_Exercise prompt_:
Determine how many lines of the data below contain the string "blurred", treating uppercase and lowercase as distinct, and reply with that number alone.

_Given records_:

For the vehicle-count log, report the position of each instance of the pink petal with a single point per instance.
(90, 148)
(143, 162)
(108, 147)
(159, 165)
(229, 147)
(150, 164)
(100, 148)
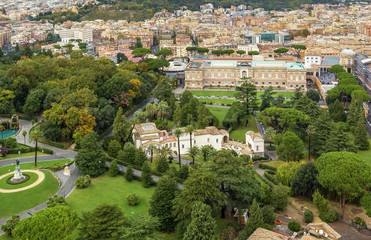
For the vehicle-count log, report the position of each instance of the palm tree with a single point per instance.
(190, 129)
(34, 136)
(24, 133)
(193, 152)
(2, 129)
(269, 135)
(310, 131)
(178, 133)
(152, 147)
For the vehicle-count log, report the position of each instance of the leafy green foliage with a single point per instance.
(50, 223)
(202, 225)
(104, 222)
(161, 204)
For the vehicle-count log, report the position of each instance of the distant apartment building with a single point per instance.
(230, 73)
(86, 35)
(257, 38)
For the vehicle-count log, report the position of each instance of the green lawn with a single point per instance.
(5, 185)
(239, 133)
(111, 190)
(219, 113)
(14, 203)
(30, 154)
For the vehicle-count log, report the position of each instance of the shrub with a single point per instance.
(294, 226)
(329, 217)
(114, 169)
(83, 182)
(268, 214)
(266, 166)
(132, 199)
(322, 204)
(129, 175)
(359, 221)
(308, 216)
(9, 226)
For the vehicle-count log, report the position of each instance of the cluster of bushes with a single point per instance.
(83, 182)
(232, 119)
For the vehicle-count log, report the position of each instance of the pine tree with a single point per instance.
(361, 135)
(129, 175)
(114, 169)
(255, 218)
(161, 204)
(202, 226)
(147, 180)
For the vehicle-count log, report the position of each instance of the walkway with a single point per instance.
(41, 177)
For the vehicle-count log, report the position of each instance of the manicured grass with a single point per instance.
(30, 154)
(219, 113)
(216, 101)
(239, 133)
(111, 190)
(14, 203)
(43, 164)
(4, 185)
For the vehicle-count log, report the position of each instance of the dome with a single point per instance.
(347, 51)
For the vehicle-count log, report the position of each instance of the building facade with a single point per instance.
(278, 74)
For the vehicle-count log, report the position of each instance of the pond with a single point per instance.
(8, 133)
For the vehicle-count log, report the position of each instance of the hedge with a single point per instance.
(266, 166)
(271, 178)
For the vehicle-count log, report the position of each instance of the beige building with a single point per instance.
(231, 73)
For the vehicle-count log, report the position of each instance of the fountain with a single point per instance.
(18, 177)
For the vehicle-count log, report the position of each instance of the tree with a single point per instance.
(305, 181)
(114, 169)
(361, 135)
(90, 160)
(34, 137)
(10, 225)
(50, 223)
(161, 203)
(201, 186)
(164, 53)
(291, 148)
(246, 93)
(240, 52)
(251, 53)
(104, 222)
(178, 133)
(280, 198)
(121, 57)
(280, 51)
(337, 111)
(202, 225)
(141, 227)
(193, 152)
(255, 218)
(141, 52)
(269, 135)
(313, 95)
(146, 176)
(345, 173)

==

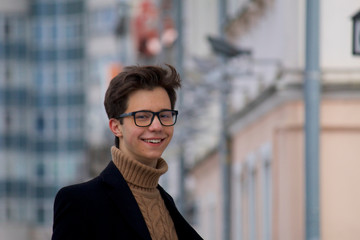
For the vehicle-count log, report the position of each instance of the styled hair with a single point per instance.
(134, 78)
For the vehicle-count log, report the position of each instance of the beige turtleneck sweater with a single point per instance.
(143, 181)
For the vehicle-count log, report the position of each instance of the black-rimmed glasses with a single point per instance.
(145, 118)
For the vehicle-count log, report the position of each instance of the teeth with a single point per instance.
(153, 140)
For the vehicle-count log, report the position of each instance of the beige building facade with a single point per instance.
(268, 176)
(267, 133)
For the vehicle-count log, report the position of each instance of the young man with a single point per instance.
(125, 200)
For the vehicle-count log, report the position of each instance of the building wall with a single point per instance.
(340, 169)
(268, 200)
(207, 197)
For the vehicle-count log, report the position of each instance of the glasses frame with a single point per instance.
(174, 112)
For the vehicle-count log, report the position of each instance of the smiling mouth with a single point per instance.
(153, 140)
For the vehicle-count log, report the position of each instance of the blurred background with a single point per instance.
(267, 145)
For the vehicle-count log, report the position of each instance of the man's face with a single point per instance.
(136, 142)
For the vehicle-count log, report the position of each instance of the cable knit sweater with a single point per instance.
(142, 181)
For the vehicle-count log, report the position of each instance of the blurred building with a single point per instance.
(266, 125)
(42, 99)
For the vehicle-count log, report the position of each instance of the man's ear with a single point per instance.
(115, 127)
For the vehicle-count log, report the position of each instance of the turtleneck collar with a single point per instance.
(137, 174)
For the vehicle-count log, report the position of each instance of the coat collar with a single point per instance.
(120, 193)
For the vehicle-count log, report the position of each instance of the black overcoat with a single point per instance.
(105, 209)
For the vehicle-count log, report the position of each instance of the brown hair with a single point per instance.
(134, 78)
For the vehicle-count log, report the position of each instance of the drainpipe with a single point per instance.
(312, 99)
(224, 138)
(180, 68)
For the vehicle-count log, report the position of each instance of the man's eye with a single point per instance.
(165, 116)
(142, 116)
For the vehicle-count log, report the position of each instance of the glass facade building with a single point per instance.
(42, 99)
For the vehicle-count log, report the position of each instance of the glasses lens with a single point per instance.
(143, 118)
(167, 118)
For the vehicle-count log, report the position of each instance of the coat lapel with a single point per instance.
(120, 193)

_Final result_:
2